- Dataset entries
↓↓↓
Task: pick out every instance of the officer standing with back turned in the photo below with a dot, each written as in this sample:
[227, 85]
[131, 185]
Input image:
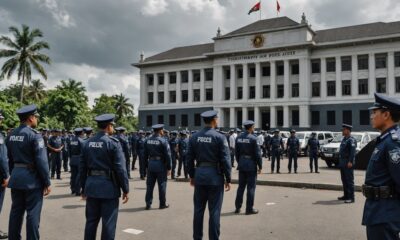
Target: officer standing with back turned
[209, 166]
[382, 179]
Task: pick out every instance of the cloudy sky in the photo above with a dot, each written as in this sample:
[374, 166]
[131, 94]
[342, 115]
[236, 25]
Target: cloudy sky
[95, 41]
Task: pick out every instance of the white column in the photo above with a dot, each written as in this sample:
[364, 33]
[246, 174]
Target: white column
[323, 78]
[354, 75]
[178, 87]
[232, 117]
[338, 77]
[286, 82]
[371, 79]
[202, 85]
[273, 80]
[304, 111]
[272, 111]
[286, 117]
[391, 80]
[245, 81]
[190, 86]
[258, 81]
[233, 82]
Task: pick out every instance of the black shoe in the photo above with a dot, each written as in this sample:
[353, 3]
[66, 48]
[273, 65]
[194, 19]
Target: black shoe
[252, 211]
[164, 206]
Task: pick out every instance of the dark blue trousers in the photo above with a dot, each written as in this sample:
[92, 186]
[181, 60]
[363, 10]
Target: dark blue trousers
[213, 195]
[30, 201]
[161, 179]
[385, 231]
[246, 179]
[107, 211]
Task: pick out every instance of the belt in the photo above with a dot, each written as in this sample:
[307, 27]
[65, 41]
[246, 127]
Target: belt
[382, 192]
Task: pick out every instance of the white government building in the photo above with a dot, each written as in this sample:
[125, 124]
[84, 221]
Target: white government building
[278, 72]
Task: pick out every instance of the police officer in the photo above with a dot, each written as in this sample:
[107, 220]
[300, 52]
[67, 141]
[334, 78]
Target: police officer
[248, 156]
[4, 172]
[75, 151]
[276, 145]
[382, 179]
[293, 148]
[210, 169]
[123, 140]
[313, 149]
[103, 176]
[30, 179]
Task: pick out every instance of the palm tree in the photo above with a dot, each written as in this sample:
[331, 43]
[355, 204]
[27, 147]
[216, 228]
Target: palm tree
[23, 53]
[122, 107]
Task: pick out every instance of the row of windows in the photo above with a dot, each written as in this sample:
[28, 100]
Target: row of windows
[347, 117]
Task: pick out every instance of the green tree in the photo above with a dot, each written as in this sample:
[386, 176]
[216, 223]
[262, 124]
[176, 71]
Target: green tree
↑↑↑
- AIM OF THE TASK
A faithful copy of the data is required: each word kept, each picture omitted.

- EXERCISE RESULT
Task: pick out every instance of the officer standing with back turned in the photo below with a dot, each written as in this sample:
[227, 85]
[131, 185]
Input image:
Target: officer standing with back turned
[209, 166]
[382, 179]
Task: pick out every instance of the cloudy sky in the photo above with a dot, each written as in this sample:
[374, 166]
[131, 94]
[342, 115]
[236, 25]
Target: cloudy sky
[95, 41]
Task: pick out every instance of the white column in the photo above with a dot, each written as in this sample:
[364, 33]
[246, 174]
Target: white column
[323, 78]
[354, 75]
[178, 87]
[232, 117]
[338, 77]
[286, 82]
[371, 79]
[202, 85]
[273, 80]
[304, 111]
[272, 111]
[286, 117]
[391, 80]
[245, 81]
[190, 86]
[258, 81]
[233, 82]
Task: pick out every instance of the black shoe in the photo above with a dot, each written as in this sample:
[353, 3]
[66, 48]
[273, 65]
[194, 19]
Target: black shoe
[252, 211]
[164, 206]
Task: pick out every instance of the dark blue trousers in the photo above with a dot, each written as in this sample:
[92, 186]
[181, 60]
[363, 10]
Target: dark blue trousers
[213, 195]
[30, 201]
[161, 179]
[385, 231]
[246, 179]
[107, 211]
Task: pick out every instance of the belt in the photo above with a dot, each written as in this sample:
[307, 27]
[65, 41]
[246, 127]
Target: belt
[382, 192]
Task: pick out every instance of the white government building in the photo above with a dot, each written as in this sample:
[125, 124]
[84, 221]
Target: white government building
[278, 72]
Task: pick out every instance of the police officer in the photo above with a dot, each written as in this sample:
[107, 220]
[300, 52]
[67, 141]
[334, 78]
Target: police officer
[248, 156]
[4, 172]
[75, 151]
[276, 145]
[382, 179]
[293, 148]
[210, 169]
[123, 140]
[313, 149]
[103, 176]
[30, 179]
Task: pick out every instance of the palm tree in the photo above with a dot, each written as in this sample:
[331, 43]
[355, 204]
[27, 147]
[216, 228]
Target: palm tree
[23, 53]
[122, 107]
Task: pick out every instance of the row of windows in the photo above with a dot, each written as in this sample:
[28, 100]
Target: row of windows
[347, 117]
Task: pick out every instance of the green tree in the photo above with a dot, each written as in this sample:
[386, 176]
[216, 223]
[262, 124]
[176, 71]
Target: green tree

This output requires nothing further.